À faire
1: Répondez à ces questions d'après l'entretien avec DOA sur Pukhtu :
(a) Dans la continuité de quels romans précédents ce livre s'inscrit-il ?
(b) Sur quelles années l'auteur s'est-il arrêté en étudiant la question de l'Afghanistan ?
(c) Comment s'appellent les deux moitiés du roman ?
2: Poursuivez l'entretien avec DOA sur Pukhtu après sa dernière phrase.

Texte choisi

Interview DOAPukhtu

Pukhtu - DOA

Initialement prévu en un livre, Pukhtu s’est retrouvé scindé en deux, provoquant l’attente. La sortie du second tome ce mois ci – lecture obligatoire du premier avant – est l’occasion pour nous de revenir sur sa genèse et son écriture avec DOA, avant qu’il nous livre quelques pistes sur ce que nous pourrons lire… un jour.

 

Qu’est-ce qui vous a poussé à vous attaquer à l’Afghanistan ?
Ce roman s’inscrit dans une continuité littéraire, celle de Citoyens clandestins et du Serpent aux mille coupures. L’origine du roman est là. L’ancrage dans le réel et, en particulier pour le premier, dans un cadre historique proche – 11 septembre 2001 à 21 Avril 2002 – était l’une des choses qui avaient séduit les lecteurs. Je souhaitais garder cette dimension pour une éventuelle suite / conclusion. Pour autant, je ne voulais pas refaire un roman limité à la France qui serait un décalque amélioré des précédents, une nouvelle histoire de lutte entre services autour d’un attentat. C’est en réfléchissant à ces contraintes que je suis arrivé au conflit afghan, conséquence première de l’attentat de 2001 contre le World Trade Center de New York. Puis, en creusant la question de l’Afghanistan, je me suis arrêté aux années 2008 et 2009, période de transition présidentielle aux Etats-Unis et tournant dans la guerre. Ainsi est apparu un premier cadre géographique et temporel, je précise « premier » parce que l’action du récit final est, à l’image des phénomènes qu’il aborde, mondialisée.

Pukhtu - DOA
©DaWulf2013 (http://creativecommons.org/licenses/by-sa/4.0)

Pourquoi aborder ce livre du point de vue américain ? Cela a-t-il ajouté une contrainte supplémentaire ?
La guerre en Afghanistan, surtout à cette période, est avant tout américaine, même si elle est officiellement menée par l’OTAN, et qu’est-ce que l’OTAN si ce n’est une organisation américano-centrée ? Ce sont les provinces, les théâtres d’opération américains – et dans une moindre mesure anglais – qui subissent l’essentiel du regain de violence à ce moment du conflit et ce sont ces mêmes américains qui sont en première ligne dans la Guerre contre la terreur. Par ailleurs, c’est aussi aux Etats-Unis que se produit un phénomène sans précédent et durable de privatisation de la chose militaire. Il m’a donc semblé logique, voulant aborder ces thèmes, de choisir un angle américain. Et oui, cela posait des problèmes spécifiques. Nous nous sentons proches des Etats-Unis, héritage de l’histoire et conséquence de la façon dont leur culture est diffusée sur l’ensemble de la planète, pour autant, mettre en scène des personnages américains, implique d’arriver à les incarner et à les faire réagir « yankee ». Pas si simple.
Une précision cependant, ce « point de vue américain » n’en est qu’un parmi d’autres, plus présent dans la première moitié du roman (Primo) et beaucoup moins dans la seconde (Secundo).Pukhtu Primo - DOA

Le rendu afghan est vraiment impressionnant. Votre pseudo attisant les rumeurs les plus folles (« il est parti là-bas avec l’armée »), comment avez-vous travaillé pour avoir un tel rendu géographique et humain ?

Données enregistrées
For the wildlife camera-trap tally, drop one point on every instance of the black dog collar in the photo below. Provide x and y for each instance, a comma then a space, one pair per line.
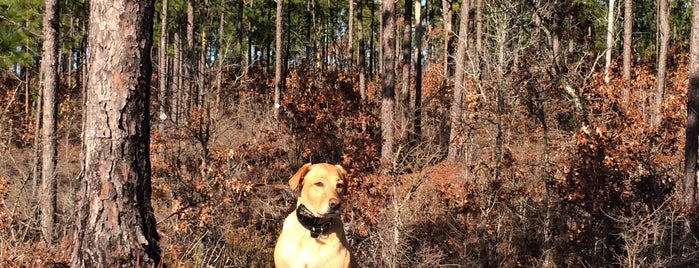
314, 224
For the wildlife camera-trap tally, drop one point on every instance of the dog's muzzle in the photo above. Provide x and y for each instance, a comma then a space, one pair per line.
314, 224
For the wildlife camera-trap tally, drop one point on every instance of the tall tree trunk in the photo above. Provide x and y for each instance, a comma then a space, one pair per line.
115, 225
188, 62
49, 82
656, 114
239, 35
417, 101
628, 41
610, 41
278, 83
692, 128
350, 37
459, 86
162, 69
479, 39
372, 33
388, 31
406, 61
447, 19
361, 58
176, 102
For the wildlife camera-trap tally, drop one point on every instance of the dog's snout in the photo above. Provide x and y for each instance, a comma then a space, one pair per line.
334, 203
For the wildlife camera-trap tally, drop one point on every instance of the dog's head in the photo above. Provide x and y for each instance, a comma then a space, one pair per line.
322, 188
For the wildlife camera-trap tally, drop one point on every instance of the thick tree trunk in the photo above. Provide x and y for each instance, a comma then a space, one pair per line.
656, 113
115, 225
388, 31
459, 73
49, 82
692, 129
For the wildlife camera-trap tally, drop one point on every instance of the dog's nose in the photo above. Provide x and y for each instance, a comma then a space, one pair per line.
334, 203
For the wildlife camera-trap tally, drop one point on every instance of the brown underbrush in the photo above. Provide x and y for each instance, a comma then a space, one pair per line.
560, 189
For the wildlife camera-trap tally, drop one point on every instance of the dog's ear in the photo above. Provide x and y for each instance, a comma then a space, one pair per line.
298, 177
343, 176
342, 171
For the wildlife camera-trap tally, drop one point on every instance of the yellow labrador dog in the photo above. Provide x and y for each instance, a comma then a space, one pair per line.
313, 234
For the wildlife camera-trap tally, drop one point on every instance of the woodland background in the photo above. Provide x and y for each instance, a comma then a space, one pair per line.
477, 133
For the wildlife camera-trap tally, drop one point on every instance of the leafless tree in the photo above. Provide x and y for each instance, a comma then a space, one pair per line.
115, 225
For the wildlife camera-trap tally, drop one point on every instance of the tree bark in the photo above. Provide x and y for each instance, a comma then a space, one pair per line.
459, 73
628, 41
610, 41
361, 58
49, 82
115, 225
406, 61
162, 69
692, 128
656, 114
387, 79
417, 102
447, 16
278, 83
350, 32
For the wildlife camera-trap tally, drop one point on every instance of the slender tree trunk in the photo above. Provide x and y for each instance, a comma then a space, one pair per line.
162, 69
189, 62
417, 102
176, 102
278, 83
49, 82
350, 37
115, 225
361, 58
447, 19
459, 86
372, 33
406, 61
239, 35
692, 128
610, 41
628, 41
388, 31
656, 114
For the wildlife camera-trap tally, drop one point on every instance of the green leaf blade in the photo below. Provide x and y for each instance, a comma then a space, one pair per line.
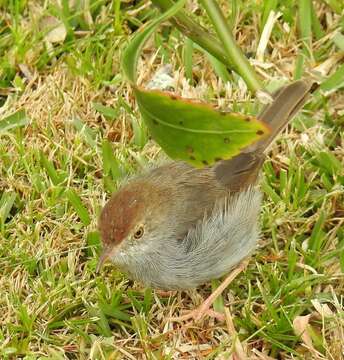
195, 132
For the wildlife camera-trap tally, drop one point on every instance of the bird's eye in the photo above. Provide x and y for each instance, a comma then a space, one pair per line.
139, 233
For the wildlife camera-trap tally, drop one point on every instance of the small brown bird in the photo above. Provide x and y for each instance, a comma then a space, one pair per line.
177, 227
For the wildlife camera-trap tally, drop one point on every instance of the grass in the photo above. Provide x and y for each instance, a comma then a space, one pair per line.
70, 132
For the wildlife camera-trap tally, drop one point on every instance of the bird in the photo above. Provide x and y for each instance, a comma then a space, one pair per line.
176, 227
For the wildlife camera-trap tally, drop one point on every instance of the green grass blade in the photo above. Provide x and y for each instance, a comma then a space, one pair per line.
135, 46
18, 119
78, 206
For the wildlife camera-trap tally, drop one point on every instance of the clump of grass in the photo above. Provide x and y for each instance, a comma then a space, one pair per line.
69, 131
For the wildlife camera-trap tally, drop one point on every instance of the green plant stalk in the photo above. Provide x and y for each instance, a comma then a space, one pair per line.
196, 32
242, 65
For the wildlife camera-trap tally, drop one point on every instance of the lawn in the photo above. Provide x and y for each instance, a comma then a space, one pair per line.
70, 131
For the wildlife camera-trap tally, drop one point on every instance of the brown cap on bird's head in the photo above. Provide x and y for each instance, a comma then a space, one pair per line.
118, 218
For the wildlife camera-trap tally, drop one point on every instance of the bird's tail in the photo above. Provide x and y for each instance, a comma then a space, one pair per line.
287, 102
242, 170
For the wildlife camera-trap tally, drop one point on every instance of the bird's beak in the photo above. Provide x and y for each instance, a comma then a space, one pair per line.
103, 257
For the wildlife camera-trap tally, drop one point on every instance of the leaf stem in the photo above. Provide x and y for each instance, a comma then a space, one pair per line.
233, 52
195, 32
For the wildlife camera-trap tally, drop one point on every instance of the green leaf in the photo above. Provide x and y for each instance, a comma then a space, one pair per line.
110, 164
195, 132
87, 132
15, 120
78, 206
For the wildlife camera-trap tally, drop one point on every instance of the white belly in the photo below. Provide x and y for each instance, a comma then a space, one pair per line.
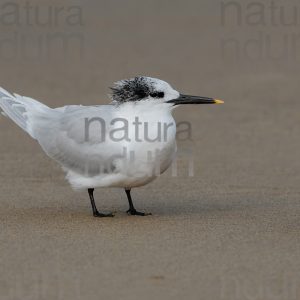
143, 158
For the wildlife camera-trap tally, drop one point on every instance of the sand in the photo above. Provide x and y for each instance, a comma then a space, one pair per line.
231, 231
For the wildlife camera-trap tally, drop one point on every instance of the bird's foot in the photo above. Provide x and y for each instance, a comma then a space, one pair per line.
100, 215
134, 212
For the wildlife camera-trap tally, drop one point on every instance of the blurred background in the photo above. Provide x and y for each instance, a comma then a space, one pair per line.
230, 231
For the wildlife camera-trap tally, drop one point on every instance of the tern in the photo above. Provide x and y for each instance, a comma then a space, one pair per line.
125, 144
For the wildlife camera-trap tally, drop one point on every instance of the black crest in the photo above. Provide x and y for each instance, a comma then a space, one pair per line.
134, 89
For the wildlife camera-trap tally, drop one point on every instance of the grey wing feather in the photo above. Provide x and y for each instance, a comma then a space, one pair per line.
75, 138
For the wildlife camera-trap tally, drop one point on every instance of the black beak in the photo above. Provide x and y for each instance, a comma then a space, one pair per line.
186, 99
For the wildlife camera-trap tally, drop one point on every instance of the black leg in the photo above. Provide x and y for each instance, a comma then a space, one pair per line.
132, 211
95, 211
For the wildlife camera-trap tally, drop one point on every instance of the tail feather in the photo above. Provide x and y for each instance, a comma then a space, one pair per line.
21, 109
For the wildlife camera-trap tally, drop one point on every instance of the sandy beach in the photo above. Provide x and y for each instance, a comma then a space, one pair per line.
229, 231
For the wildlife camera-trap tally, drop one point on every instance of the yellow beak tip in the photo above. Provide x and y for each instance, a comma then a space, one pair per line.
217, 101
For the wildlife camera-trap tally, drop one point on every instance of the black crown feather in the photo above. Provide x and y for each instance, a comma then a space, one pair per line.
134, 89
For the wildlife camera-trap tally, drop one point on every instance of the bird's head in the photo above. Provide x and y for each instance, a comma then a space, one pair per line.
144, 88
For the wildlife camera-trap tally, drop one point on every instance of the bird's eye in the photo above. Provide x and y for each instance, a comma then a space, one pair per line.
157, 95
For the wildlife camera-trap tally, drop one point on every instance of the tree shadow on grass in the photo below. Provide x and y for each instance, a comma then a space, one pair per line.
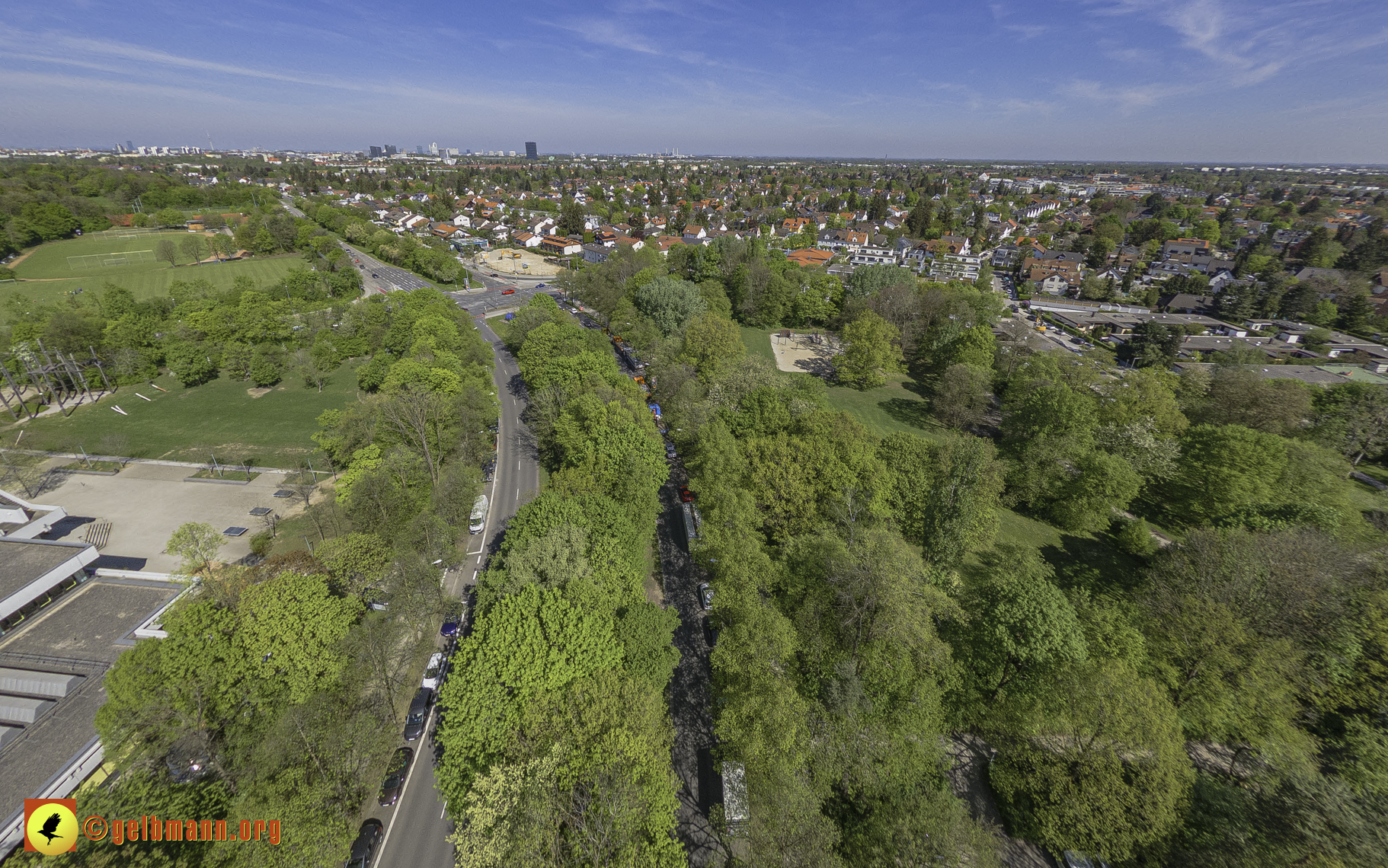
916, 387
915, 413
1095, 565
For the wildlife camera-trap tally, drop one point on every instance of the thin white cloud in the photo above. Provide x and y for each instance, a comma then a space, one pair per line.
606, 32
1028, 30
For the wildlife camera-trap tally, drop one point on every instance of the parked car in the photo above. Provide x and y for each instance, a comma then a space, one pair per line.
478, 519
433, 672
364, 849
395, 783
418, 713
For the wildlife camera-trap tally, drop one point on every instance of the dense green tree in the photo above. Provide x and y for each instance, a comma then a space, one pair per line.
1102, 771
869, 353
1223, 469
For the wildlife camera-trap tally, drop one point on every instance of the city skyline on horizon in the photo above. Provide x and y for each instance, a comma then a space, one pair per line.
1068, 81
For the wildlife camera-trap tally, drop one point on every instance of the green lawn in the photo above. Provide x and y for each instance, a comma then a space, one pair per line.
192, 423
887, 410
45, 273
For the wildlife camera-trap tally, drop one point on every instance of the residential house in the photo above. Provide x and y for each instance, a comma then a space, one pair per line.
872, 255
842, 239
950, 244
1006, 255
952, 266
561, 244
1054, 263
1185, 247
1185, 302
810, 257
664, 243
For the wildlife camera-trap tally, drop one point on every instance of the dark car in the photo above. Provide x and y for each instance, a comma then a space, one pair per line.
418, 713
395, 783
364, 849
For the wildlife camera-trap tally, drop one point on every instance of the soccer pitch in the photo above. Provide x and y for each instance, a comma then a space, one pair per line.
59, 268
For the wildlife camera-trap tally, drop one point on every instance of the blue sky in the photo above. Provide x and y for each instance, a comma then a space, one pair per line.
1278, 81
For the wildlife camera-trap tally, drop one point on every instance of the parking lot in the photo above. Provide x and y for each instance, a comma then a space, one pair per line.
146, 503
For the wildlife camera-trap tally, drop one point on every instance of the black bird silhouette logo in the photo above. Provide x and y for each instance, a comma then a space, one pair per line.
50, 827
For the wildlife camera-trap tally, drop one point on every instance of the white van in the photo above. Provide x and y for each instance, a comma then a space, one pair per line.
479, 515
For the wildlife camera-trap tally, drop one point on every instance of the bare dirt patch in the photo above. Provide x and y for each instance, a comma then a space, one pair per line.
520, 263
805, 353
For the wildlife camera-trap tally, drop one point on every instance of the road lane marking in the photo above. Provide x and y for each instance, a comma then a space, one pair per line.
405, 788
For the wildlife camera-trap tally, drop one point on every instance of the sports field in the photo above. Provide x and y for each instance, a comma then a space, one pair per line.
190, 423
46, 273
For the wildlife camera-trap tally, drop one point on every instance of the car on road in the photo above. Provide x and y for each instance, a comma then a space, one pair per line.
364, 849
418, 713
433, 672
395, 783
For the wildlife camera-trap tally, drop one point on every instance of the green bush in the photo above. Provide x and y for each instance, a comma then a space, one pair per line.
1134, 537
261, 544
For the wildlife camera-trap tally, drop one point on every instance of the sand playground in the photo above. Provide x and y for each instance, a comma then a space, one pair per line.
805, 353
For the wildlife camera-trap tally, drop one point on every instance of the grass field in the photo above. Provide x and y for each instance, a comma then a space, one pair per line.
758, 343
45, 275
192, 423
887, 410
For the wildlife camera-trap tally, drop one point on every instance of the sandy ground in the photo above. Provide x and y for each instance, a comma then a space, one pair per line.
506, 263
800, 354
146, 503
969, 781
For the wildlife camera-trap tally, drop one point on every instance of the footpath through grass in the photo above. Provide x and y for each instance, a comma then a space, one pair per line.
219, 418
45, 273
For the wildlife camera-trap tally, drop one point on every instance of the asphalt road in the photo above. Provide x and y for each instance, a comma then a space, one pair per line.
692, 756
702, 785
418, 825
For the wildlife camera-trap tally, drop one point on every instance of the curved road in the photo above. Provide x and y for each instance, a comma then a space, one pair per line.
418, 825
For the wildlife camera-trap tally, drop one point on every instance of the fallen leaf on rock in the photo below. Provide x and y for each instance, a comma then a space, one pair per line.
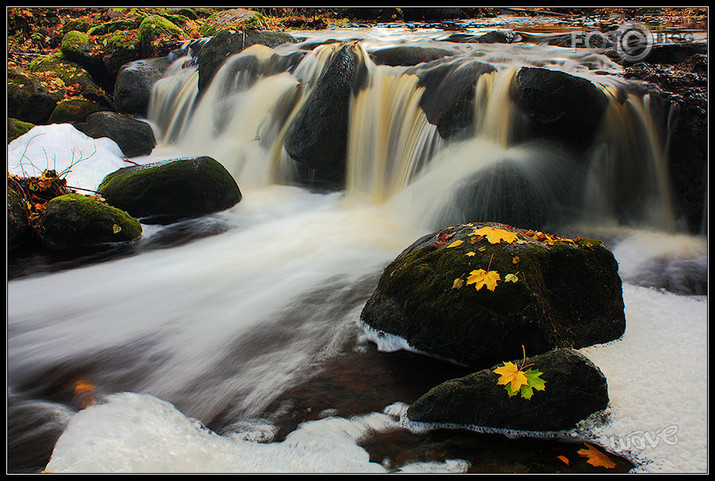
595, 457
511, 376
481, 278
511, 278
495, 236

Réponses attendues
1:
(a) Citoyens clandestins et le Serpent aux mille coupures.
(b) 2008 et 2009.
(c) Primo et Secundo.

2:
Les gens sont libres de propager les rumeurs qu’ils souhaitent. A la longue il devient fatigant – et totalement vain – d’essayer de les dissiper. Par ailleurs, ces fantasmes disent finalement plus de choses sur les paranos de ceux qui les propagent que sur moi. Je suis parvenu à ce « rendu » par un exhaustif travail documentaire – le plus exhaustif possible à mon petit niveau du moins – fait de voyages, de rencontres, de lectures, de visionnages, nombreux – très très nombreux, même – suivi d’une lente digestion, sélection, discrimination, pour en retenir l’essentiel, le saillant, le frappant puis d’une réflexion sur la construction du récit et la langue, l’expression, le mot juste, précis, qui place, rend compte, ancre la narration dans le lieu, le temps et l’esprit de l’action. Idem pour les personnages. Ce travail vient également s’appuyer sur une imagerie – médiatique, cinématographique, télévisuelle – très présente dans l’inconscient collectif depuis 2001. Ainsi avec le bon stimuli littéraire, on peut déclencher à la fois la mémoire et l’imagination des lecteurs et ils produisent eux-mêmes une partie du rendu en question.

Pukhtu - DOA
© Creative Commons

Combien de temps avez-vous mis – et comment l’avez-vous scindé ? – entre l’idée et le rendu du 2ème tome. D’ailleurs, pourquoi ces deux parties et ce décalage entre les dates annoncées ?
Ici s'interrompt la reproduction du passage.